TASK BRIEF:
Convert the records below into a JSON list of strings with one string per line, skipping blank lines. Start at the first line of the records, stop after the line containing "pixel 230 141", and leave the pictures out.
══ EXTRACTED INFORMATION ══
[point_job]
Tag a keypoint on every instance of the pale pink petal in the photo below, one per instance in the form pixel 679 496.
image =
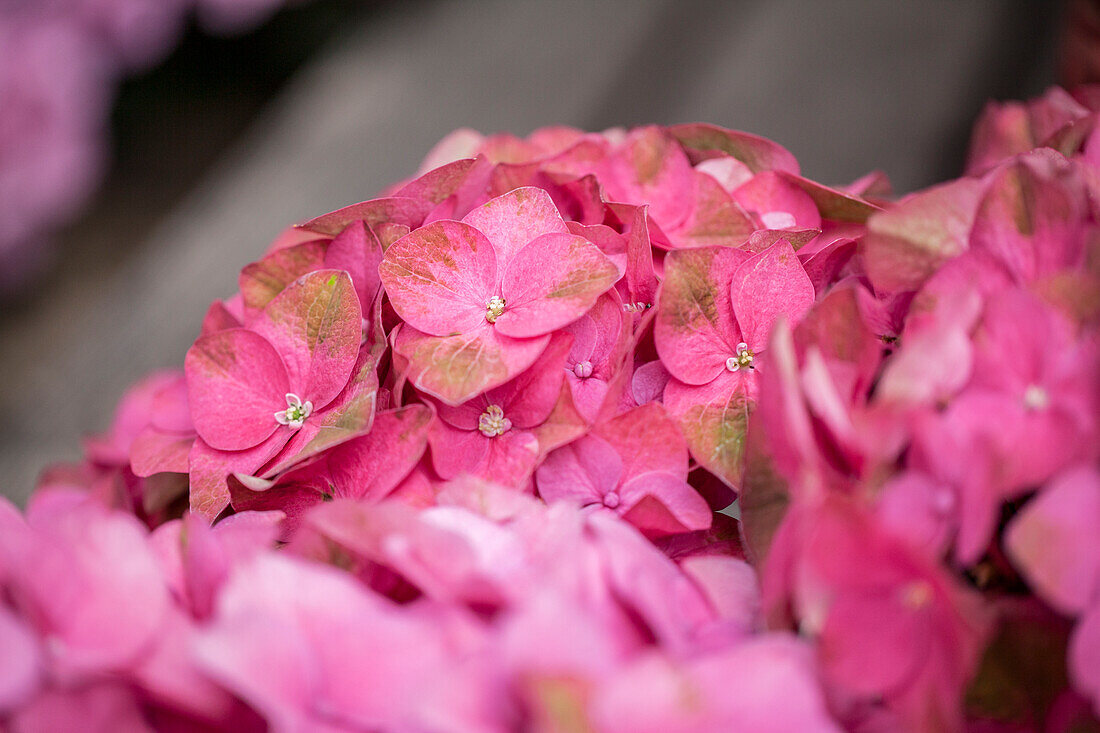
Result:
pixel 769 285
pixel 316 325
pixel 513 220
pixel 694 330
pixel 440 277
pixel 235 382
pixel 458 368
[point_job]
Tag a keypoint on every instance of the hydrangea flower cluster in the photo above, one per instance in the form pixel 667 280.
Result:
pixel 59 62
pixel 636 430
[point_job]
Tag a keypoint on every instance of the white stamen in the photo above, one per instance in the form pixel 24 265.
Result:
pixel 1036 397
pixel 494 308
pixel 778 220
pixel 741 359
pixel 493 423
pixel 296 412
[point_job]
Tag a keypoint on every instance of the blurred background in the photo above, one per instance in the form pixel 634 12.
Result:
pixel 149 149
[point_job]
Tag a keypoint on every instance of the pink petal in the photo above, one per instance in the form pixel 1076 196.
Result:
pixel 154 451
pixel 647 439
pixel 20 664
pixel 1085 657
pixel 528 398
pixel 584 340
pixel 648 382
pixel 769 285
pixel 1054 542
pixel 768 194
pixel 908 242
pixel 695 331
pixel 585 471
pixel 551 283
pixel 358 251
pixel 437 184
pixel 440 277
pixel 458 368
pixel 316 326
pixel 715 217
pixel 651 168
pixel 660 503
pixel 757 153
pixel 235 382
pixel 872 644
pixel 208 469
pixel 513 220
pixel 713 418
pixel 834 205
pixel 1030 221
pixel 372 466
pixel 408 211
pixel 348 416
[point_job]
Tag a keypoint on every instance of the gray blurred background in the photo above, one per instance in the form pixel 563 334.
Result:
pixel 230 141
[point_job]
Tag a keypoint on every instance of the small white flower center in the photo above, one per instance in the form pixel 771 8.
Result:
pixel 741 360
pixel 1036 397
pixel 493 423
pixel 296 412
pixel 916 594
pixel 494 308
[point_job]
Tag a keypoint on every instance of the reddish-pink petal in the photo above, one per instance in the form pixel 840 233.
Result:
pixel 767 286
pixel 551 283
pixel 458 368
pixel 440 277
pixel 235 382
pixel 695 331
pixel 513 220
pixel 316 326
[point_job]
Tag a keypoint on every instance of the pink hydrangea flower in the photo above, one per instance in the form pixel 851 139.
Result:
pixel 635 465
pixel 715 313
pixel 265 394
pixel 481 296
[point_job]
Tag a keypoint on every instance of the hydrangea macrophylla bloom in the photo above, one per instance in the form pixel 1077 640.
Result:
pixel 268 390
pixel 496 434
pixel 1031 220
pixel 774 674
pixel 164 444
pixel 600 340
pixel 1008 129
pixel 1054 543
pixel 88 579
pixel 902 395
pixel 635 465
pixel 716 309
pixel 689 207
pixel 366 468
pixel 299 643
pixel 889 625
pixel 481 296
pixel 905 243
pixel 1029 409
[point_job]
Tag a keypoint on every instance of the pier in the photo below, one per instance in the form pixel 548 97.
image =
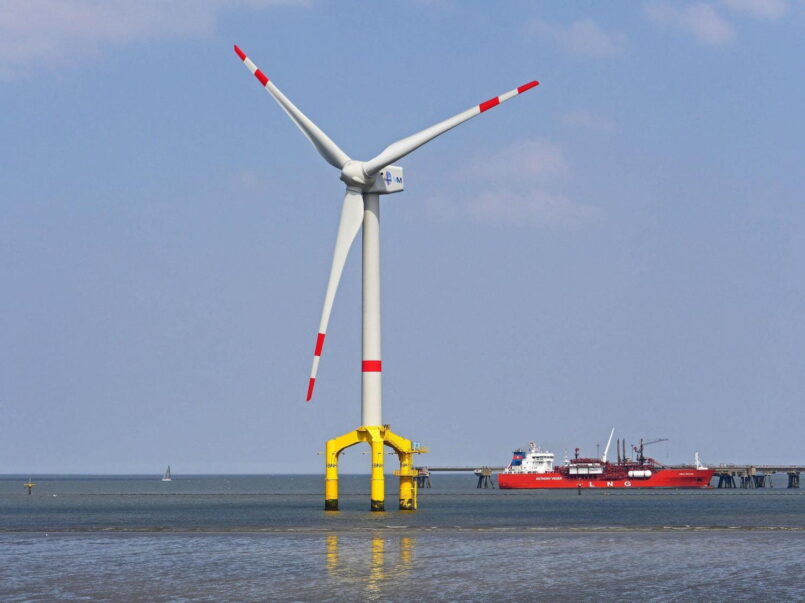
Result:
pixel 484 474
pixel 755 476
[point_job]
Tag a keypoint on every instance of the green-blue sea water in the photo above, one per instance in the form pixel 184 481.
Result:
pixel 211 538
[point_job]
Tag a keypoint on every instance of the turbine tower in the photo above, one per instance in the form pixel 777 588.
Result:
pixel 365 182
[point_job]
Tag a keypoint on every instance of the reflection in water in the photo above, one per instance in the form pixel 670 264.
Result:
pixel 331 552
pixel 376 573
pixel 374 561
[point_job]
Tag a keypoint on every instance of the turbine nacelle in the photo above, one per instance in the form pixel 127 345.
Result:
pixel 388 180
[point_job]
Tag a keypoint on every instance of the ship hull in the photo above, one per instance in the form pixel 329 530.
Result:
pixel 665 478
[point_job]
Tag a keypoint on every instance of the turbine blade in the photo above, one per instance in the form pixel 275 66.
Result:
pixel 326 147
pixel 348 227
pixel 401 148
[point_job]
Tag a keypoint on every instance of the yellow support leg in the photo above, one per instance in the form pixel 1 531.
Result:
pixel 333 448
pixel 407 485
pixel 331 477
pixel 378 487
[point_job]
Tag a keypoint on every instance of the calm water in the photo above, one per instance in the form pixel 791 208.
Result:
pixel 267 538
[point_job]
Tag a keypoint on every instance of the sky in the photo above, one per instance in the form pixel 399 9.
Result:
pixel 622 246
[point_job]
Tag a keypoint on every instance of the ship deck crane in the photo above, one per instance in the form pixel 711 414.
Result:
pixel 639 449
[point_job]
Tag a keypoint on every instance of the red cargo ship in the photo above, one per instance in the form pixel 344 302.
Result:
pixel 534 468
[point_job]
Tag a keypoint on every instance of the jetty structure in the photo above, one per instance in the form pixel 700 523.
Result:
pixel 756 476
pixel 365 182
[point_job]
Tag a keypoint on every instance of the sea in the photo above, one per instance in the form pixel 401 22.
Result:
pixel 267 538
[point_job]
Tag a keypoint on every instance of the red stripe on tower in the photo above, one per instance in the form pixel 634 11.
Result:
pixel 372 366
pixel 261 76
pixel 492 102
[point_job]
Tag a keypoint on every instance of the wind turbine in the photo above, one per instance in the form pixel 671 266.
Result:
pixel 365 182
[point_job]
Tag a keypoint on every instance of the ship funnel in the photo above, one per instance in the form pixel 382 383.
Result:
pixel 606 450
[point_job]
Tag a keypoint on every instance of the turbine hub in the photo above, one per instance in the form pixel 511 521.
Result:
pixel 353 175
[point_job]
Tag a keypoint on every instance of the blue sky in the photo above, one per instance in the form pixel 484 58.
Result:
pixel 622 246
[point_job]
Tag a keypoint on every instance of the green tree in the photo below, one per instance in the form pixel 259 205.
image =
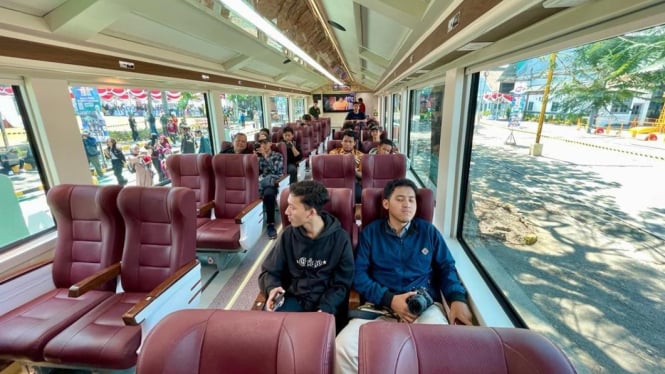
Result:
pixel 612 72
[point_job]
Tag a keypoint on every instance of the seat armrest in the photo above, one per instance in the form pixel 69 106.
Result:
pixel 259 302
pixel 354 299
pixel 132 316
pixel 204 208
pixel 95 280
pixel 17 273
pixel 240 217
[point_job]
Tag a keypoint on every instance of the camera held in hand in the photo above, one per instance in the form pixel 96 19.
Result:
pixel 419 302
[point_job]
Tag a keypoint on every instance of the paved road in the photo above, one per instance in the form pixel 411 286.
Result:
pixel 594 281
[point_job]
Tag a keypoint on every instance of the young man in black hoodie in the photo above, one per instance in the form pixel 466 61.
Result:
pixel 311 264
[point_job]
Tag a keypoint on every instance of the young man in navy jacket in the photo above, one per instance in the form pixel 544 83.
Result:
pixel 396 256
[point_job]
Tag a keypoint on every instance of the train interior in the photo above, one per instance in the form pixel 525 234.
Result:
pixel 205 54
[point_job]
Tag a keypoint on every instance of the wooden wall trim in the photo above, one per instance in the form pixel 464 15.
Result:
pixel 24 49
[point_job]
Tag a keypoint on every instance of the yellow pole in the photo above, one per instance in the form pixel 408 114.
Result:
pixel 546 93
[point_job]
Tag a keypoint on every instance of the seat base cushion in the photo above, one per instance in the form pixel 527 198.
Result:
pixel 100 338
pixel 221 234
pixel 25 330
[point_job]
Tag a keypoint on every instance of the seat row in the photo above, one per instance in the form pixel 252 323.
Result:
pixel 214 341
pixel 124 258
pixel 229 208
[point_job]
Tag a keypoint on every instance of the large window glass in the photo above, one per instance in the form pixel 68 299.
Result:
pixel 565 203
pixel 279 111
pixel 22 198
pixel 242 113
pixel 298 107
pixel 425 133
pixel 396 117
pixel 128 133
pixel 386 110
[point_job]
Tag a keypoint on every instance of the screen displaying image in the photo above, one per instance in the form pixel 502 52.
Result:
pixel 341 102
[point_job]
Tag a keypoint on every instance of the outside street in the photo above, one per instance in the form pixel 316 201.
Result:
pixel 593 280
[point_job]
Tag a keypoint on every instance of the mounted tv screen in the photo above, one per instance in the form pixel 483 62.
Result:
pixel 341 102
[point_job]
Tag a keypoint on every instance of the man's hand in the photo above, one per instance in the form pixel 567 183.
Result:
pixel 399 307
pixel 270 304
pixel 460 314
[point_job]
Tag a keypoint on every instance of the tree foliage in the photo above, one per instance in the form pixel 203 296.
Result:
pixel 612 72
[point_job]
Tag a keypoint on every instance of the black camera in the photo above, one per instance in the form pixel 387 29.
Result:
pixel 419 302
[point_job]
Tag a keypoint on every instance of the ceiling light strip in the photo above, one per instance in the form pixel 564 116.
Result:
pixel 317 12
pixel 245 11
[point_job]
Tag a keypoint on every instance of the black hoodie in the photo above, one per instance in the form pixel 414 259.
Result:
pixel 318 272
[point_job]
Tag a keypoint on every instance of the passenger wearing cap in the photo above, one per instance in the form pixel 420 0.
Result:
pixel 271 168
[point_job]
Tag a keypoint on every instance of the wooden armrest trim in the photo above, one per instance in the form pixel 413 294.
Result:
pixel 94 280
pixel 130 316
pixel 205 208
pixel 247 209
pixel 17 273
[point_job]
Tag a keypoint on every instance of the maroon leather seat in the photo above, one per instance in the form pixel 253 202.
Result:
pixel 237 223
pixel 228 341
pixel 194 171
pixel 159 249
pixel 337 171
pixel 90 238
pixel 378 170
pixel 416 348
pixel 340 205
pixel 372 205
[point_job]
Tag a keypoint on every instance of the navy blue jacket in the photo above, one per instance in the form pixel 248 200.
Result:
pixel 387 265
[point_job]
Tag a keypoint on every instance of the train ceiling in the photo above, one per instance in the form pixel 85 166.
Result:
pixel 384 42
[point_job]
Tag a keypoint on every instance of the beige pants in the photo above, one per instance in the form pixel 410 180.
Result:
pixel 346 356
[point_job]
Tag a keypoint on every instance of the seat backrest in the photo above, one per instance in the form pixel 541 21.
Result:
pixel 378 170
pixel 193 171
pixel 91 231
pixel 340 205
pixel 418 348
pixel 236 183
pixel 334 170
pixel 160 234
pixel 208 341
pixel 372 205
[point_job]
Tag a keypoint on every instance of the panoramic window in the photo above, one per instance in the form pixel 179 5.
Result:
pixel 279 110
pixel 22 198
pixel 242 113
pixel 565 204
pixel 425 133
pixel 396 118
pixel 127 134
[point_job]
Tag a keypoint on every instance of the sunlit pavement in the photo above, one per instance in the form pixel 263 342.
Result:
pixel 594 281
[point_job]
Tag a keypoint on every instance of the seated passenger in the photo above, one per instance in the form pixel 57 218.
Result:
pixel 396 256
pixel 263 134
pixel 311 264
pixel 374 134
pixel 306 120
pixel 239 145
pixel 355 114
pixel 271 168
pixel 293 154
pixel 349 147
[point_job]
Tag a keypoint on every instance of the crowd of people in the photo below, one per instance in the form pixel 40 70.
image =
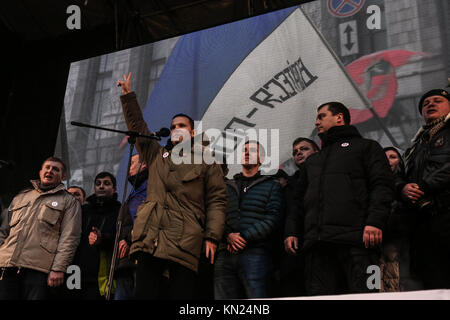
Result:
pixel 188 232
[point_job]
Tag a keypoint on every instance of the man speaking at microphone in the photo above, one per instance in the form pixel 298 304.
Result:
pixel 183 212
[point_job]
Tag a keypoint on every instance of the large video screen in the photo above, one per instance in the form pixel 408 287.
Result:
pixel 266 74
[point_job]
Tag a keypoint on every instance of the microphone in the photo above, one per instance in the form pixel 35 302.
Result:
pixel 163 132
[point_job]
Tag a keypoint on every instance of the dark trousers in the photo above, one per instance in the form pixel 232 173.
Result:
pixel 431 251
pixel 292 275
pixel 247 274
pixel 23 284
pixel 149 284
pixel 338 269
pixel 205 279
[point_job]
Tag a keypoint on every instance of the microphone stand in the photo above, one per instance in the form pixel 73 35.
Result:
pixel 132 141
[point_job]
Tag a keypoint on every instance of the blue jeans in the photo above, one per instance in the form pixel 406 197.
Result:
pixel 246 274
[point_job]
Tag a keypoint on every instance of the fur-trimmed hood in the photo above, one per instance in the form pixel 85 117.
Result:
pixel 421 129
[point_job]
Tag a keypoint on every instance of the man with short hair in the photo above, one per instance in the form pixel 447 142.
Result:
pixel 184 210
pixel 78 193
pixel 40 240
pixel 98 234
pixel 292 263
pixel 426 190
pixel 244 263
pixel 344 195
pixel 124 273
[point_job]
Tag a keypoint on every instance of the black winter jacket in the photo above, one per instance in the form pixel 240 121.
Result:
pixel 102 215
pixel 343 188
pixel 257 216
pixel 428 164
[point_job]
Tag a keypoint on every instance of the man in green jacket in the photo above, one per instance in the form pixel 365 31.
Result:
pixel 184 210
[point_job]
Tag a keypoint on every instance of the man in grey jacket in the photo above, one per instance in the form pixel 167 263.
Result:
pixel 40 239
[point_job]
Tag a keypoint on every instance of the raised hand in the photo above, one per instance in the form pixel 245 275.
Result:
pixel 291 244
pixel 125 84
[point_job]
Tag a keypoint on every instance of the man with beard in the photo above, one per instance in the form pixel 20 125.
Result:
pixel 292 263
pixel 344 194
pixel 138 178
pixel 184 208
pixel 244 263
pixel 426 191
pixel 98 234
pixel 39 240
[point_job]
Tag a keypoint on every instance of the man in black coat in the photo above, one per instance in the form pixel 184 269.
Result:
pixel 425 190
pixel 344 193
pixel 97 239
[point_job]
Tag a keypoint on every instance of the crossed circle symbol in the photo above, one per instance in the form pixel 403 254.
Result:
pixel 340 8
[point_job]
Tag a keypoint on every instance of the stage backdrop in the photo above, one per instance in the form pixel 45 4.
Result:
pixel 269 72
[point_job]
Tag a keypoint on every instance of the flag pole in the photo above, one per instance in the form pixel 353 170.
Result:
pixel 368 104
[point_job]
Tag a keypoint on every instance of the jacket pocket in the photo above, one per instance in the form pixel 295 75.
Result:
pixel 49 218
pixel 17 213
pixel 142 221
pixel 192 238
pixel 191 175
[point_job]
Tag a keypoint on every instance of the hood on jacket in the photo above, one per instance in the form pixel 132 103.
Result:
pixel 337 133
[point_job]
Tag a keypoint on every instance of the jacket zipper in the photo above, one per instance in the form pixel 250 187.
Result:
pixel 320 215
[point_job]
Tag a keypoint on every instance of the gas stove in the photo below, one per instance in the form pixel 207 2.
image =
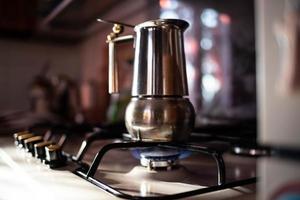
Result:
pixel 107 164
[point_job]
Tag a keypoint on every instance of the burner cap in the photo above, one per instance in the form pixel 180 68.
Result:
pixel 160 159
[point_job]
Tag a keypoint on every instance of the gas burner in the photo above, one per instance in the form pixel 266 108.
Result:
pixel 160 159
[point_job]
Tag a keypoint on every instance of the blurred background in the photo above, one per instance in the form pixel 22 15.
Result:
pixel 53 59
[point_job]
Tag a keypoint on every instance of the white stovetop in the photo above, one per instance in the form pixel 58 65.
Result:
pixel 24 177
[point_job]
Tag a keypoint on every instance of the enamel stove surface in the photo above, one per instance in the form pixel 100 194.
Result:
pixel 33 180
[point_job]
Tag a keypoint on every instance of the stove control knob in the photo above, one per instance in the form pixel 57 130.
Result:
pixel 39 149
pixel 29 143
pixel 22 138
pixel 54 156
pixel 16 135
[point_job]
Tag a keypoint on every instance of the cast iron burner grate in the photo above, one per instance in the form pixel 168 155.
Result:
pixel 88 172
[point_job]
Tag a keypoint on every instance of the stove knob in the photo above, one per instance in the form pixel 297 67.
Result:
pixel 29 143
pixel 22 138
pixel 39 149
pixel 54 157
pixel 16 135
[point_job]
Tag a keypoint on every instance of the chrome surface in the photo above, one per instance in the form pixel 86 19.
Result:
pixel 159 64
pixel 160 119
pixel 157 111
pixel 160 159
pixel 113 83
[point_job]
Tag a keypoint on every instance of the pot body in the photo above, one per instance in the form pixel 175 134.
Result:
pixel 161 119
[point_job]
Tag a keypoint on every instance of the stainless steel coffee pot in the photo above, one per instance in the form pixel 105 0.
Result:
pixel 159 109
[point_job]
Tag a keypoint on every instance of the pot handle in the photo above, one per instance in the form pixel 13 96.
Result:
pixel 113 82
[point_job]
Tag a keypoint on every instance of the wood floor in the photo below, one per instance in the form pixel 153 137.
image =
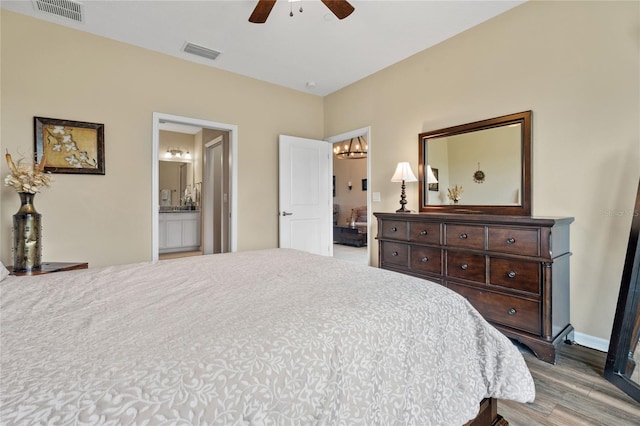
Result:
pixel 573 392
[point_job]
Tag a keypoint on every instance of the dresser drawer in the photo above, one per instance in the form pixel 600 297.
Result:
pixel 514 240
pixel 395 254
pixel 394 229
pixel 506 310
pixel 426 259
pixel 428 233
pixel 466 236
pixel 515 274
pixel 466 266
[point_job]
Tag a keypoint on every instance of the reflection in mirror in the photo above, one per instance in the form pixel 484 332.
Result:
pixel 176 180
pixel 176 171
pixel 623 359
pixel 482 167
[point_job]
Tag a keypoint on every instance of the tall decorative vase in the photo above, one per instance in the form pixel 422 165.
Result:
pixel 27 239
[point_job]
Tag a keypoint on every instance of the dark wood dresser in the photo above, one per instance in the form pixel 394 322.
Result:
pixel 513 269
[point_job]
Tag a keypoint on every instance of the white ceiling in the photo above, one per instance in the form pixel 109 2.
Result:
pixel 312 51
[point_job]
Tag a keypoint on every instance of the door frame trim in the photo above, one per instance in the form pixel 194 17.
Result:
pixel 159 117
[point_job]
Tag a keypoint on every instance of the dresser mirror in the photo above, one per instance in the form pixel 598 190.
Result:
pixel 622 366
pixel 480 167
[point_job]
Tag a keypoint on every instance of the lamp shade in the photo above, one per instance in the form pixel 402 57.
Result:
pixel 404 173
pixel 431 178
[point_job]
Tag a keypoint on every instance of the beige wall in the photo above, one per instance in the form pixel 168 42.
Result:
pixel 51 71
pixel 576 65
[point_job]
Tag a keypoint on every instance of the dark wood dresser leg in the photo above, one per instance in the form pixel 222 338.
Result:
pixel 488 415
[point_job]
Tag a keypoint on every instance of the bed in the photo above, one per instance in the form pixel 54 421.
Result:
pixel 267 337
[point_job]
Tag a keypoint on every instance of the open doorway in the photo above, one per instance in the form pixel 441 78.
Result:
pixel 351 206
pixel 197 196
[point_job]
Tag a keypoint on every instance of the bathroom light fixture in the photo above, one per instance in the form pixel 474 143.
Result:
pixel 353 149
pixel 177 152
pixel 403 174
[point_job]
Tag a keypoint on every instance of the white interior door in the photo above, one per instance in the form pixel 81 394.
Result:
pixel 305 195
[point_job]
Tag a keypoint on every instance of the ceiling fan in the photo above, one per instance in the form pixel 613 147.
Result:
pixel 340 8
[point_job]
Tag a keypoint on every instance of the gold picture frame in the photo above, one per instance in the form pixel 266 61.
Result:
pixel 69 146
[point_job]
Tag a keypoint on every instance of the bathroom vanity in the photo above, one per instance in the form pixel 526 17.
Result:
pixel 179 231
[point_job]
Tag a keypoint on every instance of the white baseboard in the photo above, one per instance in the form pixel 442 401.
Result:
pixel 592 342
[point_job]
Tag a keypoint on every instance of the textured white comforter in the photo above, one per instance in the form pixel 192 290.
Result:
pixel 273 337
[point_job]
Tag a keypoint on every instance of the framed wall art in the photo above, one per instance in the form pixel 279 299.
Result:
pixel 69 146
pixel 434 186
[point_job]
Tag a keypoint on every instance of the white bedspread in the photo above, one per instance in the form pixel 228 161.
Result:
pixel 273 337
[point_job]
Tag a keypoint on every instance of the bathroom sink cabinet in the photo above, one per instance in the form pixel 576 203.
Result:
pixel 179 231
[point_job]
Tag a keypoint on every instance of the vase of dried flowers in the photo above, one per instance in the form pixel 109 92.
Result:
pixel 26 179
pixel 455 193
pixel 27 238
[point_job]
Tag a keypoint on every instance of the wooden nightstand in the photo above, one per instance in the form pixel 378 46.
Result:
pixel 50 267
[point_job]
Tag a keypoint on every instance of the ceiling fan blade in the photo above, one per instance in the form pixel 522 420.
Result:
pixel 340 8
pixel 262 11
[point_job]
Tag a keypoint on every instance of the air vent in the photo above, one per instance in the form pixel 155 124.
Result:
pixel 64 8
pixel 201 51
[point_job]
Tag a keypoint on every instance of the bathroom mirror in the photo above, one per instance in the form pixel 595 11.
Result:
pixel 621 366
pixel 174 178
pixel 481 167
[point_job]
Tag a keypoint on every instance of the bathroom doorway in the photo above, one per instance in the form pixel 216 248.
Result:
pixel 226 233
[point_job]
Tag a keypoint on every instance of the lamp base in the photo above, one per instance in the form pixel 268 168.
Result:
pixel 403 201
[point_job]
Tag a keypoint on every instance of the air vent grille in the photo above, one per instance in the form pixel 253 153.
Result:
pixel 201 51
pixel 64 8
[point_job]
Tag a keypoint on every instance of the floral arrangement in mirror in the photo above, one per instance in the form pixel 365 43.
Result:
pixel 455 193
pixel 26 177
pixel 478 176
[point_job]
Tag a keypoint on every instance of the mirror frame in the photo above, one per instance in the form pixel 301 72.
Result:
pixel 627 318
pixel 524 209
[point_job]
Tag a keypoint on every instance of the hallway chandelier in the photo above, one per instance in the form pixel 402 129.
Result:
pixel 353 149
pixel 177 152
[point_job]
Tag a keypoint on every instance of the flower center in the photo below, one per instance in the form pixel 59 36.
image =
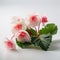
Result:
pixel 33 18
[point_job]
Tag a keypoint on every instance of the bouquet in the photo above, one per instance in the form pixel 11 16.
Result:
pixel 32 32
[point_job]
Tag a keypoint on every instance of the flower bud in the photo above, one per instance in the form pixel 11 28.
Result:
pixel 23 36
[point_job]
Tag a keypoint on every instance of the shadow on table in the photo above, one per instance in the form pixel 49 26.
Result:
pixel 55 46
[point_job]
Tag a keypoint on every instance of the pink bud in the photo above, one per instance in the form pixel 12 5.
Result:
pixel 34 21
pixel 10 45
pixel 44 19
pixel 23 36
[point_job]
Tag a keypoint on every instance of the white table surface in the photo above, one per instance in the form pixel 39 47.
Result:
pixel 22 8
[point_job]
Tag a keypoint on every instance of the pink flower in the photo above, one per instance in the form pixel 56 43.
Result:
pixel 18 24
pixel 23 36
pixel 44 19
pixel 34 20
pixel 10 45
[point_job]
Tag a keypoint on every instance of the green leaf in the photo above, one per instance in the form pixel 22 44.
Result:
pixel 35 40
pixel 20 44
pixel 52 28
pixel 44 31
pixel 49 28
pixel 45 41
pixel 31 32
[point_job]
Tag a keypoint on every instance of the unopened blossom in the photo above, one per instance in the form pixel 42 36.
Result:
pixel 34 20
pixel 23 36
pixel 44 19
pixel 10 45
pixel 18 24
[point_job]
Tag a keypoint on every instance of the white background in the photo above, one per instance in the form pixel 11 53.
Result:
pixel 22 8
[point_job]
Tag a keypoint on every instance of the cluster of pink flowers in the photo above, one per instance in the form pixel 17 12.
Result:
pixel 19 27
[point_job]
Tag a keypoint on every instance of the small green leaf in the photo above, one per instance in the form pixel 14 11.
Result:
═══
RESULT OF THIS TASK:
[
  "[point_job]",
  "Tag a keypoint on every instance of the pale pink petal in the photo below, one per instance in the form pixel 679 496.",
  "image =",
  "Result:",
  "pixel 769 285",
  "pixel 316 325",
  "pixel 513 220",
  "pixel 694 330",
  "pixel 440 277",
  "pixel 235 382",
  "pixel 458 368",
  "[point_job]",
  "Tag a keypoint on every instance of the hydrangea flower cluster in the photo above, one per instance in the form pixel 667 280.",
  "Result:",
  "pixel 59 62",
  "pixel 636 430",
  "[point_job]",
  "Tag a keypoint on every instance of the white stamen in the photo above, one per instance in the form pixel 24 265.",
  "Result:",
  "pixel 1036 397",
  "pixel 494 308",
  "pixel 778 220",
  "pixel 741 359",
  "pixel 493 423",
  "pixel 296 412",
  "[point_job]",
  "Tag a keypoint on every instance of the blurred background in the photo above, one per instance in the form pixel 634 12.",
  "Result:",
  "pixel 149 149",
  "[point_job]",
  "Tag a keypoint on every instance of the pink petal in the photo above, one per instance in the form pixel 1076 196.",
  "Result:",
  "pixel 154 451",
  "pixel 647 439",
  "pixel 20 664",
  "pixel 1085 657",
  "pixel 528 398",
  "pixel 584 340",
  "pixel 648 382",
  "pixel 769 285",
  "pixel 1054 542",
  "pixel 768 194",
  "pixel 908 242",
  "pixel 695 331",
  "pixel 585 471",
  "pixel 551 283",
  "pixel 358 251",
  "pixel 437 184",
  "pixel 440 277",
  "pixel 458 368",
  "pixel 316 326",
  "pixel 715 217",
  "pixel 651 168",
  "pixel 660 503",
  "pixel 757 153",
  "pixel 235 382",
  "pixel 872 644",
  "pixel 208 469",
  "pixel 513 220",
  "pixel 713 418",
  "pixel 834 205",
  "pixel 1030 221",
  "pixel 372 466",
  "pixel 408 211",
  "pixel 348 416",
  "[point_job]",
  "Tag a keypoint on every instance of the gray blurred background in the photo above, one per instance in the form pixel 563 334.",
  "Result:",
  "pixel 230 141"
]